Excerpt provided:
On to the "half peeled" zucchini instruction, a suggestion in the recipe that creates a fun, striped effect. Kimberly Luu was meticulously creating dark green/pale green stripes on hers, while Nysirah, chatting away, had peeled all the skin off the top half of hers.
"Is this right?" asked Kimberly, showing me her perfect example.
"Mine doesn't look like that," said Nysirah.
"Well, no, it doesn't, but that's OK. You can try peeling the other half with stripes like Kim's if you want."
Next, the green beans needed to be rinsed, ends trimmed, then cut in half. Aneza and Nick made short work of them.
With everything prepped, we headed over to the soup pot. The oil was warmed, the garlic sauteed to infuse the oil, then removed. Next, like an assembly line, the measured thyme and basil were added, then the peas.
All this is going to create a lovely, flavorful broth, I told them. We added the other vegetables and water, put on the lid, and waited for it to boil. Even though this is a powerful cafeteria stove, it still seemed to take forever. And watching only made it seem longer. So we set the table, opened the can of cannellini beans, and grated the Parmesan.
Everyone wanted a turn grating, and tasting, the cheese, so it was cut into five wedges. We removed the rind and added it, to give the broth more depth. Then, after the soup boiled and the vegetables were cooked, we added the tortellini (which we substituted for the larger tortelloni), beans, and grated cheese.
Finally it was time to ladle the soup into bowls and finish with a sprinkle of cheese.
Kimberly didn't want to eat the soup - in part because it was strange and in part because, she said, her stomach hurt.
"Well, would you like to just try a little sip of the broth?" I asked.
She did, then dipped her spoon into her bowl for another taste.
"Do you like noodles? How about cheese?" I asked. She nodded to both.
"Well, the tortellini is just like a noodle, or a dumpling filled with cheese," I said.
She spooned one out and gave it a try. Then smiled and nodded her head.
The others were already going back for seconds.
"I would eat the whole pot if I could," said Nick.
I had asked the kids about their favorite foods, and needless to say, vegetables were not on the list.
"Do you see how many green vegetables you ate in there?" I asked.
The kids ticked them off - zucchini, celery, leeks, green beans, and peas.
"Five vegetables in one soup. See how tasty vegetables can be?" I asked.

Dataset content:
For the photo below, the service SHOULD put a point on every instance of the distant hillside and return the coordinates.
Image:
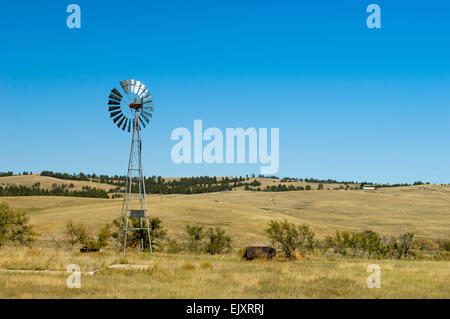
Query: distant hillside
(48, 183)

Exercise requirements:
**A)** Answer these questions from the account of the children making vegetable soup:
(i) Who trimmed and cut the green beans?
(ii) What pasta was used in place of the larger tortelloni?
(iii) Into how many wedges was the cheese cut?
**B)** Reproduce the vegetable soup account word for word from "Kimberly didn't want" to "on the list.".
**C)** Pick up the account of the children's vegetable soup after its last sentence and keep it going.

Responses per task:
**A)**
(i) Aneza and Nick
(ii) Tortellini
(iii) Five

**B)**
Kimberly didn't want to eat the soup - in part because it was strange and in part because, she said, her stomach hurt.
"Well, would you like to just try a little sip of the broth?" I asked.
She did, then dipped her spoon into her bowl for another taste.
"Do you like noodles? How about cheese?" I asked. She nodded to both.
"Well, the tortellini is just like a noodle, or a dumpling filled with cheese," I said.
She spooned one out and gave it a try. Then smiled and nodded her head.
The others were already going back for seconds.
"I would eat the whole pot if I could," said Nick.
I had asked the kids about their favorite foods, and needless to say, vegetables were not on the list.

**C)**
When Nick's older sister arrived, we offered her a bowl, and we had to scrape the bottom of the pot to fill it, mostly with broth and just a few vegetables.
"It's really good, guys," she said. "I'm impressed."
"You shoulda came earlier," said Christian. "So you got it with the tortellini. It was amazing."
Makes 8 servings
3 tablespoons olive oil
2 cloves of garlic, peeled and smashed
1 teaspoon dried thyme
1 tablespoon dried basil
2 teaspoons kosher salt
16 ounces frozen petit pois
2 leeks, halved lengthwise and thinly sliced
1 stalk celery, finely diced
2 large zucchini, half peeled, finely diced
8 ounces green beans, trimmed and cut into short lengths
2 quarts cold water
1 pound fresh spinach and ricotta tortelloni (or substitute smaller tortellini)
1 15-ounce can cannellini beans
2 tablespoons grated Parmesan, plus more for serving
1. Warm the oil in a large heavy sauce pan that has a lid. Stir in the garlic, then remove it after about a minute, just long enough for it to infuse the oil.
2. Stir in the thyme, basil, and salt. Then add the peas and turn them in the flavored oil. Then add the leeks, celery, zucchini, and green beans and stir in the heat of the pan.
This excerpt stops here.